■ What you will do: In the entries that follow, the first line to write out is the one containing "Exercise. Point out every instance of the lake", and the last is the one containing "Exercise. Point out every instance of the tree with". Reproduce that stretch exactly, with nothing before or after it.

■ Materials provided:
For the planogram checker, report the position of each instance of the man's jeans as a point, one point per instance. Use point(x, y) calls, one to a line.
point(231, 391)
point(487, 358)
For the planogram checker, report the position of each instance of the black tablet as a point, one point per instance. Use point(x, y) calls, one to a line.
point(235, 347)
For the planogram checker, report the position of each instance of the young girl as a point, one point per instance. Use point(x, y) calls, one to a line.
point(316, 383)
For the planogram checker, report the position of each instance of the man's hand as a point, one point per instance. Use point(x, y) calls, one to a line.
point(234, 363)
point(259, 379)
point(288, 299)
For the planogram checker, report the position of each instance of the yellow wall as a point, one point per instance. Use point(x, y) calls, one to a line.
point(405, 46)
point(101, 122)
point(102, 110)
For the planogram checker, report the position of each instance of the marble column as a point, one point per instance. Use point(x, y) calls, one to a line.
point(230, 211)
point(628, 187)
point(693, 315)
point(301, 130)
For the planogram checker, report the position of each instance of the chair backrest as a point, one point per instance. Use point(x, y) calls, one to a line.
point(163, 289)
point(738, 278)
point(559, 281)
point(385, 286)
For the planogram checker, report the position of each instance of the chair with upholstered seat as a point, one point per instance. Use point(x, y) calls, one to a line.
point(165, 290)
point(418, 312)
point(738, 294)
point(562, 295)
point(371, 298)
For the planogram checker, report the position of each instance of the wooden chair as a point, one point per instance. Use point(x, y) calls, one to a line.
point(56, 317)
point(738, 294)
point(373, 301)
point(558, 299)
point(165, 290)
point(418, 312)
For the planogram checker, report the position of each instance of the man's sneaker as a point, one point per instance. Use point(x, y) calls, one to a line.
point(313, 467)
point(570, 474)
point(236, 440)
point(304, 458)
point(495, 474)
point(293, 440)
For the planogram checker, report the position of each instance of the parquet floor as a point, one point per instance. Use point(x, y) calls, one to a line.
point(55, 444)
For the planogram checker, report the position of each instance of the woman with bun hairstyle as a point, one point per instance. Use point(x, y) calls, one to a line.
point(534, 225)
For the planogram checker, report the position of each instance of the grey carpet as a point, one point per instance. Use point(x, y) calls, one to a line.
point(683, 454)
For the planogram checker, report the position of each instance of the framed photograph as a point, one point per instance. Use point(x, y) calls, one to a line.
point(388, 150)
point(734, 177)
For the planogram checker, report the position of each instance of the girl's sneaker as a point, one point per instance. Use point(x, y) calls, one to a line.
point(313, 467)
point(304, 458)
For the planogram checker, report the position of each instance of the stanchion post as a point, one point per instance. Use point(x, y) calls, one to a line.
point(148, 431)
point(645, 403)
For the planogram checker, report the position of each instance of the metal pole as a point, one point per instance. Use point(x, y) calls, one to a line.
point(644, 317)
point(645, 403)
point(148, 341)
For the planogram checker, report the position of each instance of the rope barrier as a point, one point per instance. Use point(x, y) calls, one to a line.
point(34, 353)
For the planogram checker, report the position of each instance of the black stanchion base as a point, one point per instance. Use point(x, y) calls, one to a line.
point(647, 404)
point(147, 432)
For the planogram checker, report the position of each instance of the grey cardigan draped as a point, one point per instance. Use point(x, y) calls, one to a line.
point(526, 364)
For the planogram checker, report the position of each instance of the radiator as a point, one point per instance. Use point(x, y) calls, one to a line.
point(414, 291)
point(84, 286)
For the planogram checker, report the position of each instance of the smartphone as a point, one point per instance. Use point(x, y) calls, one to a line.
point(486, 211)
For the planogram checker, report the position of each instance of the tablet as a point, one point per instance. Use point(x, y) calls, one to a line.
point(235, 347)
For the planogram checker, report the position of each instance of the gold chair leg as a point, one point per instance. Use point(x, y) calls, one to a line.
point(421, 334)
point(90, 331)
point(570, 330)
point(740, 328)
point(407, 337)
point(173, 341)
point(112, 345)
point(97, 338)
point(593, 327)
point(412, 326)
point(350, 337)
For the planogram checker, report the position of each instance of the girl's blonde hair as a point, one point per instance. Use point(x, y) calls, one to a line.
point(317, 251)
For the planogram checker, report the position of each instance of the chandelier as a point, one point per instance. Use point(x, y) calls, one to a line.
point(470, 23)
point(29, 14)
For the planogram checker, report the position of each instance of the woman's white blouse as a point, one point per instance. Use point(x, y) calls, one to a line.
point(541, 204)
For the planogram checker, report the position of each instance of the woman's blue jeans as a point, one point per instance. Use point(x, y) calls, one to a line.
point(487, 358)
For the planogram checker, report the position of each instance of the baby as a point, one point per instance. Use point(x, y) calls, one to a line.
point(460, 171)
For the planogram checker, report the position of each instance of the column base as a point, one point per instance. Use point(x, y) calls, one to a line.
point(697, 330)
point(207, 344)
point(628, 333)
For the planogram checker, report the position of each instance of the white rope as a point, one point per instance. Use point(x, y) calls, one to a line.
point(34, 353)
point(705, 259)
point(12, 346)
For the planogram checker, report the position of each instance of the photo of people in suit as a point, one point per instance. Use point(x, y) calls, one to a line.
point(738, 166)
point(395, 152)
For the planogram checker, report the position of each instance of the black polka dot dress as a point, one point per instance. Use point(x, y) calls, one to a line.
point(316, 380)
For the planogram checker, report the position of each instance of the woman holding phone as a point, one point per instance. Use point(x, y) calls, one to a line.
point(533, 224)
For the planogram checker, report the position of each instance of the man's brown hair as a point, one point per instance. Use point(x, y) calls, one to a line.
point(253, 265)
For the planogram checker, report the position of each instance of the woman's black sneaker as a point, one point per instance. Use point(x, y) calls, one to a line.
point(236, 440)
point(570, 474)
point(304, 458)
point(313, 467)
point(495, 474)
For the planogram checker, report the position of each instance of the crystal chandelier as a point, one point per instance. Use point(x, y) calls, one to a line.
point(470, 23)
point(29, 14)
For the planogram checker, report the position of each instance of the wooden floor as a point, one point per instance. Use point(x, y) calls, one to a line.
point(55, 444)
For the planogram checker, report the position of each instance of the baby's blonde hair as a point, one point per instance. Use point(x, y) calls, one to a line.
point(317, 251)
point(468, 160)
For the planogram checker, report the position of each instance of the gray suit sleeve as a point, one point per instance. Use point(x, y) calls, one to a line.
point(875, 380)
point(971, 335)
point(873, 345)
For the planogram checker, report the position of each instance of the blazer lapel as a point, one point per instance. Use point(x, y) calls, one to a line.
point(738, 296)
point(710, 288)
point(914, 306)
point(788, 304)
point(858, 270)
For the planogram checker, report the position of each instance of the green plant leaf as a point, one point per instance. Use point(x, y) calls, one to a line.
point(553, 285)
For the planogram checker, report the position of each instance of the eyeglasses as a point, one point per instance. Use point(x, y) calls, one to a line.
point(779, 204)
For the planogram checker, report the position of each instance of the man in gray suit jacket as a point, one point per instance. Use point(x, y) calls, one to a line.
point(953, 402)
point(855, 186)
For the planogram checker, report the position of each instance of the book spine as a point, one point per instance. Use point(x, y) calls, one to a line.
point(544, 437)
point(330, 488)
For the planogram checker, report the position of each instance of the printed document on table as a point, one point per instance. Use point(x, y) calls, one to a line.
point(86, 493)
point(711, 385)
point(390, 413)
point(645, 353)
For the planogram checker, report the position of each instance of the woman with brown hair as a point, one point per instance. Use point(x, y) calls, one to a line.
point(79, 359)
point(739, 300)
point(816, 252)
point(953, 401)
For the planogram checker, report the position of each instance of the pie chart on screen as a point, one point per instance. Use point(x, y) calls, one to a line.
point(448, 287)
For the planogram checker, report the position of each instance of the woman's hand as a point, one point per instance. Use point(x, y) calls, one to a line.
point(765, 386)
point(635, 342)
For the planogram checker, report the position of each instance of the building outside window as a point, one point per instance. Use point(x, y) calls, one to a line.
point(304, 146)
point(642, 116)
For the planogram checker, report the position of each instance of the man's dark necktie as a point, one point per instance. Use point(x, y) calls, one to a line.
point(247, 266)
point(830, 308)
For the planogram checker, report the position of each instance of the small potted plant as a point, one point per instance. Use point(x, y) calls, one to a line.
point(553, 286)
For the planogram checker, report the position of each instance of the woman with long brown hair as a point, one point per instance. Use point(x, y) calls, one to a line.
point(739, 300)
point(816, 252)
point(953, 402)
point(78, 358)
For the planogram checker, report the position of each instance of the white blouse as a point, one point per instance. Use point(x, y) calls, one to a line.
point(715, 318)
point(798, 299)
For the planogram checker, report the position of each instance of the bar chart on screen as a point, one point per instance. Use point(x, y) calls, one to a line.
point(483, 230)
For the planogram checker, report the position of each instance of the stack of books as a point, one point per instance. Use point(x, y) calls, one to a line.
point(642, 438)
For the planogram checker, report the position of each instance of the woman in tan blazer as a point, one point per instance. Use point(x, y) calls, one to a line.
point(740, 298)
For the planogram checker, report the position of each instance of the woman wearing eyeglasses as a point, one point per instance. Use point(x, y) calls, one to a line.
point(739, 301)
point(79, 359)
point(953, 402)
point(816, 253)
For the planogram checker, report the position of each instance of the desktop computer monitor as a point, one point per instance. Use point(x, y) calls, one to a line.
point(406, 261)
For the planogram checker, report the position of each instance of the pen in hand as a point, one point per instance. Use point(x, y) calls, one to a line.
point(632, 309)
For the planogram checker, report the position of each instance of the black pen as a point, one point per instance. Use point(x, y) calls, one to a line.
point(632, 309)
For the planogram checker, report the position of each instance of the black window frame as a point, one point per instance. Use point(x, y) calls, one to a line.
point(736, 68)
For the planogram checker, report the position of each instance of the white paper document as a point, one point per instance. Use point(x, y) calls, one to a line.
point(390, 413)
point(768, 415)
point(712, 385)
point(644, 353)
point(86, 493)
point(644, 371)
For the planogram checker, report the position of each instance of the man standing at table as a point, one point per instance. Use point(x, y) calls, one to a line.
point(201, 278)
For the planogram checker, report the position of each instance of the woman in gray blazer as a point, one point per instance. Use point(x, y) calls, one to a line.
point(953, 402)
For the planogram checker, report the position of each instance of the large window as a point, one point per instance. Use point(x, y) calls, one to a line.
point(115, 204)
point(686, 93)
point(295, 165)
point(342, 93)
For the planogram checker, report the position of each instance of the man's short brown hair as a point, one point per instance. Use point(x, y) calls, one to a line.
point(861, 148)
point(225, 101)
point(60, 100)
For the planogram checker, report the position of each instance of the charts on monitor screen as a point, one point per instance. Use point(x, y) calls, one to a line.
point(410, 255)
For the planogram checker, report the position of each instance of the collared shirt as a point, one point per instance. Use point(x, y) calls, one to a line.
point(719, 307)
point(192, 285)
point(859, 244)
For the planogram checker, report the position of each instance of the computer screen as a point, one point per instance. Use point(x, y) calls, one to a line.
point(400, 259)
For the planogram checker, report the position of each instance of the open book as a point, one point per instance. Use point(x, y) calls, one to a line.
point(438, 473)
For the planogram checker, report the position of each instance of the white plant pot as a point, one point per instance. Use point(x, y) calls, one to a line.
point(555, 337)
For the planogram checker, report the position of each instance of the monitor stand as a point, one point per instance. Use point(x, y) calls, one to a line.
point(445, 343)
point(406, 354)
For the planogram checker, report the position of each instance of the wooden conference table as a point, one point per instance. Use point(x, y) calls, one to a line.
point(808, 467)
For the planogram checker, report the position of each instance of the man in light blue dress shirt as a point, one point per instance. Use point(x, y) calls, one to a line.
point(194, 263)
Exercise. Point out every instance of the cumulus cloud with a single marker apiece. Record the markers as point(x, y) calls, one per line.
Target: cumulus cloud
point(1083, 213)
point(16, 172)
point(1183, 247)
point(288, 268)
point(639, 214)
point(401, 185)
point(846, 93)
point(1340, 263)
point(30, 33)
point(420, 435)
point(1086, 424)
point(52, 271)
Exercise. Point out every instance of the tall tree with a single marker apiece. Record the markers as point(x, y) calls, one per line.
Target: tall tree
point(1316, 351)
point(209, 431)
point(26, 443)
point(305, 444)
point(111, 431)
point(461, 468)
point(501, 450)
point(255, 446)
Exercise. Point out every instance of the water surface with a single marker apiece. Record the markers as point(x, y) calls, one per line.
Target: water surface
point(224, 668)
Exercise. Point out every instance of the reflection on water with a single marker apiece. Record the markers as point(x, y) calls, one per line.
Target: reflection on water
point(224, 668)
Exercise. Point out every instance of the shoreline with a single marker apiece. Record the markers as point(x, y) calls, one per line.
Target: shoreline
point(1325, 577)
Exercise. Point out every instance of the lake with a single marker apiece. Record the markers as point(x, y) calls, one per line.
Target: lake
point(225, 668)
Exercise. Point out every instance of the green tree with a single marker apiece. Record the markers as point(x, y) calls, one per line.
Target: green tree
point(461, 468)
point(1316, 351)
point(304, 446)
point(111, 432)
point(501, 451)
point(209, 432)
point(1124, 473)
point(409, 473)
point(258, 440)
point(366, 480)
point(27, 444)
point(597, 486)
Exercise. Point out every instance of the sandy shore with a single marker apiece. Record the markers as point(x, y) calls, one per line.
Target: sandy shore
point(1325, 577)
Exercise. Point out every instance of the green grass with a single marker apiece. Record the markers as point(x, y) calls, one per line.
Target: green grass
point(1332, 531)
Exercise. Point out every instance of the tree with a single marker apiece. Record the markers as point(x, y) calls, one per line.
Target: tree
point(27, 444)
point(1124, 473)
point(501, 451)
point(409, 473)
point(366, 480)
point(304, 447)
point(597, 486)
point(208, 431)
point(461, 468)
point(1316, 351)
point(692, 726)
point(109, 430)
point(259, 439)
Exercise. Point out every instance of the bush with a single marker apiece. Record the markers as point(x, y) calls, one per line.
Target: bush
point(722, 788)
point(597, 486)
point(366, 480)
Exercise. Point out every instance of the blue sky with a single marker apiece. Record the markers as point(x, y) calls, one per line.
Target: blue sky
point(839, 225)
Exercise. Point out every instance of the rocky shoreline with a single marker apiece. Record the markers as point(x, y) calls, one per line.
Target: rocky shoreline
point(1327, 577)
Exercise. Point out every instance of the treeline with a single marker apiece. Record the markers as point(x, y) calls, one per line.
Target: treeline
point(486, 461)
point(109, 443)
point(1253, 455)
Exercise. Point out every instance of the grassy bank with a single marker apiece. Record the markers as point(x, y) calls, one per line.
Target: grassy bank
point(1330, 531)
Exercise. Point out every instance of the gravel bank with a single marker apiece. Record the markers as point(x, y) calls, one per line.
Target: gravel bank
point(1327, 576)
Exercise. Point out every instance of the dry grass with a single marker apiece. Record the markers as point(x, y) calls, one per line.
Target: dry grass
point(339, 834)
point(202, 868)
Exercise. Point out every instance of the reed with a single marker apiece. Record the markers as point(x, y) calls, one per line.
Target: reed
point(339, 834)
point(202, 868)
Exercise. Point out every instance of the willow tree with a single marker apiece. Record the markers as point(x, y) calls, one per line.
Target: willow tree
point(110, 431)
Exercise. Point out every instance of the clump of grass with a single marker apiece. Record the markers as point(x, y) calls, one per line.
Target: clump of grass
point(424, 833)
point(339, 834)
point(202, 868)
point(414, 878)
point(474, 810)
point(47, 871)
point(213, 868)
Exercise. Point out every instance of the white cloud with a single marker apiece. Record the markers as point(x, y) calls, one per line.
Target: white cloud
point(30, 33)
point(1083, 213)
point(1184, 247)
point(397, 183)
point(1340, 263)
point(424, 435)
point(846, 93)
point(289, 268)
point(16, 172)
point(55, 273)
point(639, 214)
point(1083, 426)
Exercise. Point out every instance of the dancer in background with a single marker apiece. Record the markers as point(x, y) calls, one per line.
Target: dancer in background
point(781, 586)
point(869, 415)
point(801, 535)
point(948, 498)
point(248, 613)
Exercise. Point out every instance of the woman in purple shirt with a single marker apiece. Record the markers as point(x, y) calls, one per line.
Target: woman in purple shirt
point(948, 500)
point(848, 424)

■ Your solution:
Exercise. Point out every instance of the lake with a single marker apiece. Record the markers as point(x, y) calls, one per line.
Target: lake
point(225, 668)
Exercise. Point out every instance of the green tree with a single marker apiece. Record the markers as point(x, y) calls, one per line.
Target: green tree
point(461, 468)
point(1316, 351)
point(304, 446)
point(111, 432)
point(501, 451)
point(209, 432)
point(1124, 473)
point(409, 473)
point(258, 440)
point(366, 480)
point(27, 444)
point(597, 486)
Exercise. Point out every instance of the sandy shore with a single marker apiece. Record the markers as point(x, y) calls, one per line.
Target: sandy shore
point(1325, 577)
Exercise. Point out every instance of the green grass with a single marker apiece. Record the markers as point(x, y) calls, one per line.
Target: green grass
point(1332, 531)
Exercise. Point out every instance of the tree with a single marker apiece. Record the markers as point(x, y) calls, one per line.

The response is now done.